Start

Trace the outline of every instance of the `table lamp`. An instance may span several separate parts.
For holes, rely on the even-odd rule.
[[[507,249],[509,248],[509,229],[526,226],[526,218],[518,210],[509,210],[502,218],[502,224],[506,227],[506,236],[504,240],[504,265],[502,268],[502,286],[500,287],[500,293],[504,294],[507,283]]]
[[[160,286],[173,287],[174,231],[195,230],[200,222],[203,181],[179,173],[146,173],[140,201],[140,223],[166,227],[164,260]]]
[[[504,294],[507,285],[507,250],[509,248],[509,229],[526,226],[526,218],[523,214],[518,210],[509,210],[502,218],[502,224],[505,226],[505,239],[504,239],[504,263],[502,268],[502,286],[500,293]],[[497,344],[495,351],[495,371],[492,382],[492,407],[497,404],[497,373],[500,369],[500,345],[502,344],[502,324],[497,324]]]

End

PROBLEM REQUIREMENTS
Copy out the listing above, swapping "table lamp" for "floor lamp" and keeping every other character as it stands.

FINISHED TASK
Trace the outline of every instance of the `floor lamp`. An instance may span several separate parts.
For holes, rely on the even-odd rule.
[[[507,249],[509,248],[509,229],[526,226],[526,218],[518,210],[509,210],[502,218],[502,224],[506,227],[506,236],[504,240],[504,265],[502,268],[502,286],[500,287],[500,293],[504,294],[507,283]]]
[[[160,286],[173,287],[174,231],[195,230],[200,222],[203,181],[179,173],[146,173],[140,201],[140,223],[166,227],[164,260]]]
[[[504,294],[507,285],[507,250],[509,248],[509,229],[526,226],[526,218],[523,214],[518,210],[509,210],[502,218],[502,224],[505,226],[505,239],[504,239],[504,263],[502,268],[502,286],[500,293]],[[497,344],[495,351],[495,371],[492,382],[492,407],[497,404],[497,373],[500,369],[500,345],[502,344],[502,324],[497,324]]]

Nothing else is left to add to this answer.